_Source material:_
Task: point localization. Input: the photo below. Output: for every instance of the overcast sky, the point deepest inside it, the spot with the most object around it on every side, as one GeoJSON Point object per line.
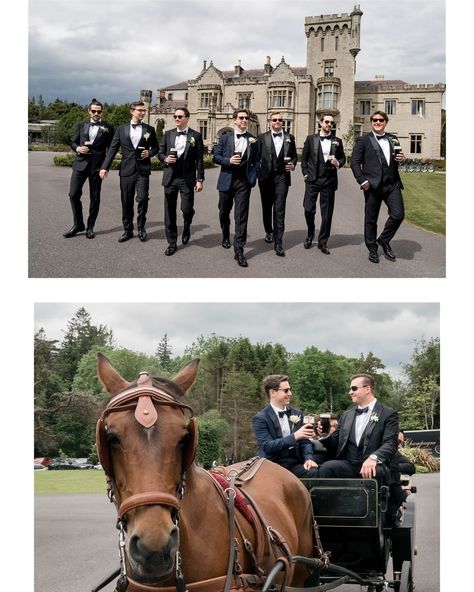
{"type": "Point", "coordinates": [388, 330]}
{"type": "Point", "coordinates": [112, 50]}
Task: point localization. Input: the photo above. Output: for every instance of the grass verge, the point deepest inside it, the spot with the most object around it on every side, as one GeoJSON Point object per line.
{"type": "Point", "coordinates": [425, 200]}
{"type": "Point", "coordinates": [86, 481]}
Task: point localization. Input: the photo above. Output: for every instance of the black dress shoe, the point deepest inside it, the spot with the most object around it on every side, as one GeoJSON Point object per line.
{"type": "Point", "coordinates": [186, 234]}
{"type": "Point", "coordinates": [74, 230]}
{"type": "Point", "coordinates": [387, 251]}
{"type": "Point", "coordinates": [125, 237]}
{"type": "Point", "coordinates": [171, 250]}
{"type": "Point", "coordinates": [241, 260]}
{"type": "Point", "coordinates": [373, 257]}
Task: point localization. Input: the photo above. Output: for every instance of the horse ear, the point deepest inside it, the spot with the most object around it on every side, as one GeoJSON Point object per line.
{"type": "Point", "coordinates": [109, 377]}
{"type": "Point", "coordinates": [186, 377]}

_Brief:_ Give back every record precisely as it stands, without the images.

_Expected output:_
Task: point localization. Input: the photo below. Output: for every instance of the overcast sky, the point deepest inside it, the spot with the most object around it on every side, as one GeoJSON Point object per line.
{"type": "Point", "coordinates": [388, 330]}
{"type": "Point", "coordinates": [112, 50]}
Task: point localization. Input: the photo above. Output: for every instance of the grass verge, the point deepest inside it, the spot with the most object around it on every side, as one GeoJSON Point object per line.
{"type": "Point", "coordinates": [425, 200]}
{"type": "Point", "coordinates": [86, 481]}
Task: point localization. Input: the photo above. Output: for every instance of the black dress shoe, the point deepest inside it, the spot with the most object around it on every side, as one GeoJSON Point object per line.
{"type": "Point", "coordinates": [186, 234]}
{"type": "Point", "coordinates": [74, 230]}
{"type": "Point", "coordinates": [387, 251]}
{"type": "Point", "coordinates": [125, 237]}
{"type": "Point", "coordinates": [171, 250]}
{"type": "Point", "coordinates": [241, 260]}
{"type": "Point", "coordinates": [373, 257]}
Task: point localization. Input: the photo above. Output: for every instance of the horse ear, the point deepest inside it, the spot with the most object around it on every side, as one GeoJSON Point object per line.
{"type": "Point", "coordinates": [109, 377]}
{"type": "Point", "coordinates": [186, 377]}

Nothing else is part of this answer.